GIVEN TEXT: Begin
Increased susceptibility to Cd-induced renal damage in diabetes has been shown in population groups in China and Australia [18, 19]. Diabetes mellitus may increase the risk of Cd-induced kidney damage. Metallothionein plays a critical role in protecting animals and humans against Cd-induced nephrotoxictiy [20–22]. The presence of metallothionein antibody (MT-Ab) increases the susceptibility for tubular damage among Cd workers. In persons with type II diabetes, increased levels of auto antibodies against metallothionein in blood plasma was observed at urinary Cd levels around 1 microgram/g creatinine . The authors claim that the presence of MT-Ab can potentiate tubular dysfunction among diabetic subjects and that patients with high MT-Ab levels are more prone to development of tubular damage. Whether MT-Abs is found in the current study population is not known. If Cd exposure is found to be significant in the study area, susceptibility for renal damage is more likely in the presence of MT-Ab. Moreover, it is possible that diabetes mellitus in the study population may increase the risk of Cd-induced kidney damage as reported previously. These postulations need to be investigated before a definitive cause of CKDu can be established in the NCP of Sri Lanka. A recent review on Cd, diabetes and CKD concludes that Cd may be a factor in the development of some types of diabetes and the authors raise the possibility that Cd and diabetes-related hyperglycaemia may act synergistically to damage the kidney .
Further, cigarette tobacco is known to contain appreciable amounts of cadmium with the accumulation of cadmium in smokers being related to the number of pack-years smoked . Studies have demonstrated early low-level cadmium exposure in smokers to have nephrotoxic effect on both the glomeruli and tubules .
In the present study the apparent protective effect of pesticide exposure on the occurrence of microalbuminuria was an unexpected finding. It is likely that some confounding factors may have contributed towards this unexpected finding. Traditionally pesticide spraying is carried out by young healthy adults whereas microalbuminuria in diabetes and hypertension are generally seen in older age groups. It is also possible that early disease may have resulted in a healthy worker effect whereby only the healthy persons may have been involved pesticide spray activities.
GIVEN TEXT: End
> [WHAT YOU NEED TO DO]
1) According to the passage on cadmium and kidney damage, in which two countries have population groups shown increased susceptibility to Cd-induced renal damage in diabetes?
2) Copy the passage on cadmium and kidney damage word for word, starting at "Further, cigarette tobacco" and ending at "and tubules .".
DATASET: Begin
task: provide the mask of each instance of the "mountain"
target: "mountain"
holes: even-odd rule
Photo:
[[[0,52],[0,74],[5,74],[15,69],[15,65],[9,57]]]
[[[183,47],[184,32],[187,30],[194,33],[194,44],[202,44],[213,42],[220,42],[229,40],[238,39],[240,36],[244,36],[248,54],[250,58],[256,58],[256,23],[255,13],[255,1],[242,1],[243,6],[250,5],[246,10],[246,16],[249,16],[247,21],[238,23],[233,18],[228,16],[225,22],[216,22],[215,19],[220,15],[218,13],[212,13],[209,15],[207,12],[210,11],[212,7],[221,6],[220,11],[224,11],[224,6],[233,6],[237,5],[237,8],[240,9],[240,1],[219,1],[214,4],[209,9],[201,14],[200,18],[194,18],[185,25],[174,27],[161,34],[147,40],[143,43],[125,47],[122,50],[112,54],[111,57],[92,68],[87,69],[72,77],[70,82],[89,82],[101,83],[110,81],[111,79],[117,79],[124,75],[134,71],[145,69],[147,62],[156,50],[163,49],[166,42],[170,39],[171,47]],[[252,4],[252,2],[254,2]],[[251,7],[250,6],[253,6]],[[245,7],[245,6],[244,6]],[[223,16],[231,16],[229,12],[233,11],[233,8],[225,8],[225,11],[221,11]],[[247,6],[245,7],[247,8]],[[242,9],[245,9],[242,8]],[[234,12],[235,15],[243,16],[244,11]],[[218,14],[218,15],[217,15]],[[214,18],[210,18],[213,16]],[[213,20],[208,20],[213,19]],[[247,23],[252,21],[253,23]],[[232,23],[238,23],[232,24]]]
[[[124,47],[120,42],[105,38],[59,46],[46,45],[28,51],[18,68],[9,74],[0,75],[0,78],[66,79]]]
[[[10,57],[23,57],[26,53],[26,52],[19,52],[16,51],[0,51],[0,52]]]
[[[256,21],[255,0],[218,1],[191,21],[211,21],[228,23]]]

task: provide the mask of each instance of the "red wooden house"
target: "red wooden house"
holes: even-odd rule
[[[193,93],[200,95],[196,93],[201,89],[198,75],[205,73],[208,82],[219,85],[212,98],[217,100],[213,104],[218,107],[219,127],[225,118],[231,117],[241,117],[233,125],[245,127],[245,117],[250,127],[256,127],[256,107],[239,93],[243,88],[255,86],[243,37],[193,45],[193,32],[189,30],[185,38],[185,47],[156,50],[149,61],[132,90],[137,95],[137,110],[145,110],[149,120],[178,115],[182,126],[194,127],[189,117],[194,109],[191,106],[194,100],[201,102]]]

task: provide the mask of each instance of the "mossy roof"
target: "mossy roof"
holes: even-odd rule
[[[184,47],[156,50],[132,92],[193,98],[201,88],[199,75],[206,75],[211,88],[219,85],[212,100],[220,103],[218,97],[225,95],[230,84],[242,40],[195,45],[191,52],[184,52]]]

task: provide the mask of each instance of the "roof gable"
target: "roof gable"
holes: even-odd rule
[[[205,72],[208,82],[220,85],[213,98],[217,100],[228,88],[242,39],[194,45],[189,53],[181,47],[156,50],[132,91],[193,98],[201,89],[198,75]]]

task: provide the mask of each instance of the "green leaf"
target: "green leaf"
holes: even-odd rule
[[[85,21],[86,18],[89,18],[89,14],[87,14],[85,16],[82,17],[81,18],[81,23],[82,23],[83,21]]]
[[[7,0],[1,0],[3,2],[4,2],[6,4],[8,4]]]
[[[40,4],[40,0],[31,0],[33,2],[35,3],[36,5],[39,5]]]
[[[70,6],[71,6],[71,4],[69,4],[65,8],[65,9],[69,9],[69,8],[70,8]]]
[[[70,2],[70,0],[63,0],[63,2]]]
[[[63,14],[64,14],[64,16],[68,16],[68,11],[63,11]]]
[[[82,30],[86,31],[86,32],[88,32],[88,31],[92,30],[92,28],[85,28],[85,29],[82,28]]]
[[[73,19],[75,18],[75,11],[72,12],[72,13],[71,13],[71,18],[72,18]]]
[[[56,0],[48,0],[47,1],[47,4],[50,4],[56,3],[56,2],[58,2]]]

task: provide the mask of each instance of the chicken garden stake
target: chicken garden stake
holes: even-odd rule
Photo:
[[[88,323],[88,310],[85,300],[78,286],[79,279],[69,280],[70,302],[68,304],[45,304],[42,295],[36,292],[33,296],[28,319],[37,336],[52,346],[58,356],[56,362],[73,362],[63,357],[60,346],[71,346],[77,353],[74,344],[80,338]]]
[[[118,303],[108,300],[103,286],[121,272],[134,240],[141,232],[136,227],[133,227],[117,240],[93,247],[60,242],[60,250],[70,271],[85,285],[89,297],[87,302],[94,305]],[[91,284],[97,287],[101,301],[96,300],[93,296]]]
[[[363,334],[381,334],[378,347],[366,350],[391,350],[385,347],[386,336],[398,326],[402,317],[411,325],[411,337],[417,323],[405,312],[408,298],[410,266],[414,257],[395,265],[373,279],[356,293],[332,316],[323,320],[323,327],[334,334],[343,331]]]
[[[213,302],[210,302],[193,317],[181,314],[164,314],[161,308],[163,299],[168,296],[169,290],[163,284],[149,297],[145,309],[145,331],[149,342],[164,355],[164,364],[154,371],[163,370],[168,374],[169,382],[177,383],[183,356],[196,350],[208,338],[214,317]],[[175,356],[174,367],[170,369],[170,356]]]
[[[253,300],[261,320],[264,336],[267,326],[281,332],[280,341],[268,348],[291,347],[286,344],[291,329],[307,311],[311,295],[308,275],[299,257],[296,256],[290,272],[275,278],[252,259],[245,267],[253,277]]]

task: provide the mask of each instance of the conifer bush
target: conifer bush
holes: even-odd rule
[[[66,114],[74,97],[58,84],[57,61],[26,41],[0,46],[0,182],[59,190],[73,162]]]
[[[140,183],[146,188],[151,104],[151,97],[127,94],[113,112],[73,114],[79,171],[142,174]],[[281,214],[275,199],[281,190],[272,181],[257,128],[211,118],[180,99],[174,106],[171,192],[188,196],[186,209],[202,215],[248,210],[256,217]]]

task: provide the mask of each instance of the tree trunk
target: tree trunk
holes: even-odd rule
DATASET: End
> [RESULTS BY TASK]
1) China and Australia.

2)
Further, cigarette tobacco is known to contain appreciable amounts of cadmium with the accumulation of cadmium in smokers being related to the number of pack-years smoked . Studies have demonstrated early low-level cadmium exposure in smokers to have nephrotoxic effect on both the glomeruli and tubules .